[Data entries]
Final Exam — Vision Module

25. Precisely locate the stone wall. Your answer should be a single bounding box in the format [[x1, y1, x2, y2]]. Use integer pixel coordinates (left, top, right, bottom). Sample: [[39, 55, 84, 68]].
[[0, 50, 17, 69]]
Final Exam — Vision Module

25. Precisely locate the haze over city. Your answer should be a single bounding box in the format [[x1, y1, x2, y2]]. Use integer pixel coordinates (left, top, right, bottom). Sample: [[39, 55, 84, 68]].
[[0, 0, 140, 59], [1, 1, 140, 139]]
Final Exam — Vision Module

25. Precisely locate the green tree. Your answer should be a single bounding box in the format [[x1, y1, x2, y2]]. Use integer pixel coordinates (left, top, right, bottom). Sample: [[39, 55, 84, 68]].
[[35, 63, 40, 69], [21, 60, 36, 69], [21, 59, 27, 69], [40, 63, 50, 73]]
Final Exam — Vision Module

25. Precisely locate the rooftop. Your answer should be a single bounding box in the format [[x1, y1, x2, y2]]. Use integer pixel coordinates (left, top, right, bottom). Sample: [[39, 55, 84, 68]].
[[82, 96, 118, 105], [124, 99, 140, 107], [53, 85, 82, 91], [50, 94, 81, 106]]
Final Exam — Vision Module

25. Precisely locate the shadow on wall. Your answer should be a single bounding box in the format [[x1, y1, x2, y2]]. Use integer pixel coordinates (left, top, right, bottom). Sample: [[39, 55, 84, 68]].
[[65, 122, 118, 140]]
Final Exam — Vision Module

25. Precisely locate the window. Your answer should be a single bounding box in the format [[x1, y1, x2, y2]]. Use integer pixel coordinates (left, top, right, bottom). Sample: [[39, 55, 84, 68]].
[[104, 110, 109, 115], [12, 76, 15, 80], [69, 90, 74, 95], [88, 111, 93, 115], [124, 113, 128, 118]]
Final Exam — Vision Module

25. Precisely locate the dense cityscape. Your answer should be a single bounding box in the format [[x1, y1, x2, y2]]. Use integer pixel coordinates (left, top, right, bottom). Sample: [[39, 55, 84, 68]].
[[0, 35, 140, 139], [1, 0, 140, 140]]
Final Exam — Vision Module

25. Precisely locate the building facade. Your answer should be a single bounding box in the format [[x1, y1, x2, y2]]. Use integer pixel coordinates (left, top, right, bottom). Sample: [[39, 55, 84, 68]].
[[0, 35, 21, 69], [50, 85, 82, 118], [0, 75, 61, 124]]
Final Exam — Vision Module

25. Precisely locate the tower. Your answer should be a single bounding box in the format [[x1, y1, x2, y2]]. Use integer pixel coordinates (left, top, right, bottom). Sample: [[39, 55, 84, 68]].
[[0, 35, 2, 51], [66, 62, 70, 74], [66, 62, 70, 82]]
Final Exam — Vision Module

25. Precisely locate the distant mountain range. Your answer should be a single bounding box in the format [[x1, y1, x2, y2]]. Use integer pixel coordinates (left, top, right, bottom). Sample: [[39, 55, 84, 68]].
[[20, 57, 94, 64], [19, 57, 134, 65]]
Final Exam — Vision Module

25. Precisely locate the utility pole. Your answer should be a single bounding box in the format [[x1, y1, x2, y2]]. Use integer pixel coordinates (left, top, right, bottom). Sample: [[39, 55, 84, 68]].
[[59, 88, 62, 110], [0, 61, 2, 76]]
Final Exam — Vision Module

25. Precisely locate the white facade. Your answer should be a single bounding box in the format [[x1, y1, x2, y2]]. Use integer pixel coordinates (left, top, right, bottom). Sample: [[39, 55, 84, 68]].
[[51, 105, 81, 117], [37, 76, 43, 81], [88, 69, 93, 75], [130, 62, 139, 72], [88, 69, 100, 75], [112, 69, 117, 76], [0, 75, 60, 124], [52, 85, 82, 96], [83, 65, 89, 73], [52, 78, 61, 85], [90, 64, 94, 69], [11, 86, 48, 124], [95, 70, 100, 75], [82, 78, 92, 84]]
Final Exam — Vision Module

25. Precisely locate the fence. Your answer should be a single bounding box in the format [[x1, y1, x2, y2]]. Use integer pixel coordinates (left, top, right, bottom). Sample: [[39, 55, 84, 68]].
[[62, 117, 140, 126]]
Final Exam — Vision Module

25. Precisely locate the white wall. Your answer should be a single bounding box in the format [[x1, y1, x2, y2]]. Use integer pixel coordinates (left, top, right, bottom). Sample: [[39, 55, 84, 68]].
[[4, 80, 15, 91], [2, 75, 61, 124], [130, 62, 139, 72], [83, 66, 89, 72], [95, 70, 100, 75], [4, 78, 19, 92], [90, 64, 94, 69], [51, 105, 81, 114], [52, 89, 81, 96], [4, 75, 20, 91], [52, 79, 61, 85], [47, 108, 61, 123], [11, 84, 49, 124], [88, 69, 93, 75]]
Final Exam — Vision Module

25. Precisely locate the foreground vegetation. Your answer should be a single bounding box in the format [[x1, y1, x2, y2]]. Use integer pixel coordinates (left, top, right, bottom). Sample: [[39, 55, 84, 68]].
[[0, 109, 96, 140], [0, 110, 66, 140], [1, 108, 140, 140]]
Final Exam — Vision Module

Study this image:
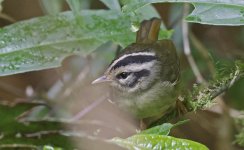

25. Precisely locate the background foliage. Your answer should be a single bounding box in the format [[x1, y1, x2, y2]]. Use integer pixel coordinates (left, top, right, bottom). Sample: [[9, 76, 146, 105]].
[[0, 0, 244, 149]]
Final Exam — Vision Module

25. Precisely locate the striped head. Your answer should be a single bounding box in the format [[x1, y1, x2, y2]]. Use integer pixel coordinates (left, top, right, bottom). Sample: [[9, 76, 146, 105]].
[[92, 18, 180, 119], [92, 49, 161, 93]]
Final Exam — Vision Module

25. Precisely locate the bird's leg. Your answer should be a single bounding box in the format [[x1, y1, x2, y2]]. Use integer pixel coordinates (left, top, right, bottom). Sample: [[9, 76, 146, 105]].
[[176, 96, 188, 115]]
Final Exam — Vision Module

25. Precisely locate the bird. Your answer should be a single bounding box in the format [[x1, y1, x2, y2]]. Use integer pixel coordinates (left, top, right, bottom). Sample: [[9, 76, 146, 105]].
[[92, 18, 180, 120]]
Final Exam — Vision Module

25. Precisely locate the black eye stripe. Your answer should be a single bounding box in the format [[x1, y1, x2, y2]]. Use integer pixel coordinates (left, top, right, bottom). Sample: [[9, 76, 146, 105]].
[[134, 69, 150, 78], [128, 69, 150, 88], [110, 55, 157, 71]]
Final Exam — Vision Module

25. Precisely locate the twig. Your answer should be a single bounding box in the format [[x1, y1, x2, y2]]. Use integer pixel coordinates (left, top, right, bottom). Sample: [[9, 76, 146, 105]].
[[150, 63, 244, 127], [211, 72, 242, 100], [69, 94, 107, 122], [0, 13, 16, 23], [189, 32, 215, 76], [182, 4, 206, 84]]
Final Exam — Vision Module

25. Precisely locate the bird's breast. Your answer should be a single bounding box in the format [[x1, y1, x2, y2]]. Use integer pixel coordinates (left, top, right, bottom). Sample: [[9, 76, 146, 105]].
[[111, 81, 176, 118]]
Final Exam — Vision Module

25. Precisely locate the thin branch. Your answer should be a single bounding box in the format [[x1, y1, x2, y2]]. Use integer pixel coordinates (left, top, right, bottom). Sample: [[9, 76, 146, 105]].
[[211, 73, 242, 100], [69, 94, 107, 122], [150, 63, 244, 127], [0, 13, 16, 23], [189, 32, 215, 76], [182, 4, 206, 84]]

- **Task to carry out**: Write out the data word for word. Any picture is to be skipped.

- **Exercise result**:
Final Exam — Vision Module

25. Precisely locate the stone wall. Your answer should be a single bounding box in the format [[x1, y1, x2, y2]]. Use integer pixel coordinates (left, top, right, bottom). Sample: [[39, 55, 84, 68]].
[[0, 50, 17, 69]]
Final Exam — Vision Module

25. Precisely locate the haze over city. Your answer should be a single bounding box in the format [[x1, y1, x2, y2]]. Use integer pixel coordinates (left, top, right, bottom). Sample: [[39, 55, 84, 68]].
[[0, 0, 140, 59], [1, 1, 140, 139]]
Final Exam — Vision Module

25. Precisely locate the green tree. Your answer should be a single bounding box in the format [[x1, y1, x2, y2]]. Use integer pixel coordinates (left, top, right, bottom). Sample: [[39, 55, 84, 68]].
[[35, 63, 40, 69], [21, 60, 36, 69], [21, 59, 27, 69], [40, 63, 50, 73]]
Final Exam — Vision Module

25. Precisely locate the rooftop. Your answer should be a single bounding box in the format [[x1, y1, x2, y2]]. Use integer pixel coordinates (left, top, right, bottom). Sample: [[39, 55, 84, 68]].
[[82, 96, 118, 105], [124, 99, 140, 107], [53, 85, 82, 91], [50, 94, 81, 106]]
Final Exam — Vision Module

25. Precisely locate the shadow on wall. Your answer should be a single bounding box in the format [[x1, y1, x2, y2]]. Use integer pixel coordinates (left, top, right, bottom). Sample: [[39, 55, 84, 68]].
[[65, 122, 118, 140]]
Final Exam — Vision Module

25. Precisely locate the window. Your answer should be a single bounding box in the format [[x1, y1, x2, y2]]. Use integer pixel coordinates (left, top, right, bottom). Sample: [[39, 55, 84, 68]].
[[104, 110, 109, 115], [12, 76, 15, 80], [69, 90, 74, 95], [88, 111, 93, 115], [124, 113, 128, 118]]
Final Exam — Vision Module

25. Precisely locate the dense cityscape. Your answer should be a single bounding box in the format [[x1, y1, x2, y2]]. Use integer pixel coordinates (left, top, right, bottom). Sample: [[39, 55, 84, 68]].
[[0, 35, 140, 139], [1, 0, 140, 140]]
Final Exam — Vision Module

25. Precisely locate the building facade. Your answer should be a single bounding box in the format [[x1, y1, x2, y2]]. Use integer pixel coordinates (left, top, right, bottom). Sample: [[39, 55, 84, 68]].
[[0, 35, 21, 69], [50, 85, 82, 118], [0, 75, 61, 124]]
Final Exam — Vision Module

25. Precisely locate the tower. Your answer should be a single bounding box in the format [[x1, y1, x2, y2]]. Use integer pixel coordinates (left, top, right, bottom). Sample: [[39, 55, 84, 68]].
[[0, 35, 2, 51], [66, 62, 70, 74], [66, 62, 70, 82]]
Final Exam — Vision Module

25. Precisely locate the distant mountain range. Your answer should be a single bounding box in the format [[x1, y1, x2, y2]]. Use integer pixel coordinates (left, top, right, bottom). Sample: [[39, 55, 84, 68]].
[[20, 57, 94, 64], [19, 57, 134, 65]]
Final Exam — Vision Module

25. Precisely locate the utility pole. Your answer should be a single bounding box in the format [[x1, y1, x2, y2]]. Use integer pixel coordinates (left, top, right, bottom). Sample: [[39, 55, 84, 68]].
[[59, 88, 62, 110], [0, 61, 2, 76]]
Final Exam — Vision Module

25. Precisely locate the white facade. Your answer should be a single bounding box in the format [[x1, y1, x2, y2]]. Use integer pixel coordinates (left, top, right, bottom). Sample: [[39, 55, 84, 68]].
[[51, 105, 81, 117], [37, 76, 43, 81], [88, 69, 93, 75], [130, 62, 139, 72], [88, 69, 100, 75], [112, 69, 117, 76], [0, 75, 60, 124], [52, 85, 82, 96], [83, 65, 89, 73], [52, 78, 61, 85], [90, 64, 94, 69], [11, 86, 48, 124], [95, 70, 100, 75], [82, 78, 92, 84]]
Final Exam — Vision Module

25. Precisely locate the fence. Your answer should be a single bounding box in the format [[x1, y1, x2, y2]]. Use integer pixel coordinates (left, top, right, bottom). Sample: [[39, 55, 84, 68]].
[[62, 117, 140, 126]]
Final Exam — Vision Module

25. Precisely locate the white wall. Your answer should be a single bounding box in the format [[x1, y1, x2, y2]]. Use integer pixel coordinates (left, top, right, bottom). Sample: [[39, 55, 84, 68]].
[[4, 80, 15, 91], [2, 75, 61, 124], [130, 62, 139, 72], [83, 66, 89, 72], [95, 70, 100, 75], [4, 78, 19, 92], [90, 64, 94, 69], [51, 105, 81, 114], [52, 89, 81, 96], [4, 75, 20, 91], [52, 79, 61, 85], [47, 108, 61, 123], [11, 84, 49, 124], [88, 69, 93, 75]]
Final Exam — Vision Module

25. Precisely locate the foreground vegetation. Your answer should be a single bounding box in the format [[x1, y1, x2, y2]]. Use integer pixel coordinates (left, top, right, bottom). Sample: [[39, 55, 84, 68]].
[[0, 109, 96, 140], [0, 110, 66, 140], [1, 108, 140, 140]]
Final Exam — Vision Module

Study this image:

25. Precisely locate the background foliage. Your answer should be a single bounding box in the format [[x1, y1, x2, y2]]. Use integer pixel coordinates (left, top, right, bottom). Sample: [[9, 76, 146, 105]].
[[0, 0, 244, 149]]
Final Exam — Vision Module

25. Precisely locate the striped head. Your answer should be a single bounding box in the format [[x1, y1, x2, y2]]. Use integer pixel coordinates (left, top, right, bottom). Sample: [[9, 76, 146, 105]].
[[92, 18, 180, 119], [92, 49, 161, 93]]
Final Exam — Vision Module

25. Precisely locate the bird's leg. Your answer should be a single bounding box in the format [[x1, y1, x2, y2]]. Use integer pixel coordinates (left, top, right, bottom). Sample: [[9, 76, 146, 105]].
[[176, 96, 188, 115]]
Final Exam — Vision Module

25. Precisely locate the bird. Your answer should be a single bounding box in the format [[x1, y1, x2, y2]]. Use integer pixel coordinates (left, top, right, bottom). Sample: [[9, 76, 146, 105]].
[[92, 18, 180, 120]]
Final Exam — Vision Module

25. Precisely locate the black eye stripe. Your answer should be a single bounding box in the format [[x1, y1, x2, y2]]. Use integer pixel coordinates (left, top, right, bottom). Sample: [[9, 76, 146, 105]].
[[134, 69, 150, 78], [128, 69, 150, 88], [110, 55, 157, 71]]
Final Exam — Vision Module

25. Precisely locate the twig. Your answer should be a single bounding box in the format [[x1, y1, x2, y2]]. Use integer pixel coordinates (left, top, right, bottom). Sample: [[9, 76, 146, 105]].
[[150, 63, 244, 127], [211, 72, 242, 100], [69, 94, 107, 122], [0, 13, 16, 23], [189, 32, 215, 76], [182, 4, 206, 84]]
Final Exam — Vision Module

25. Precisely locate the bird's breast. Your answer should be a single bounding box in the format [[x1, y1, x2, y2]]. Use integer pixel coordinates (left, top, right, bottom). Sample: [[9, 76, 146, 105]].
[[111, 81, 176, 118]]
Final Exam — Vision Module

25. Precisely locate the thin branch. Your answer should be a single bounding box in the format [[x1, y1, x2, y2]]. Use integer pixel coordinates (left, top, right, bottom). Sample: [[9, 76, 146, 105]].
[[211, 73, 242, 100], [69, 94, 107, 122], [150, 63, 244, 127], [0, 13, 16, 23], [189, 32, 215, 76], [182, 4, 206, 84]]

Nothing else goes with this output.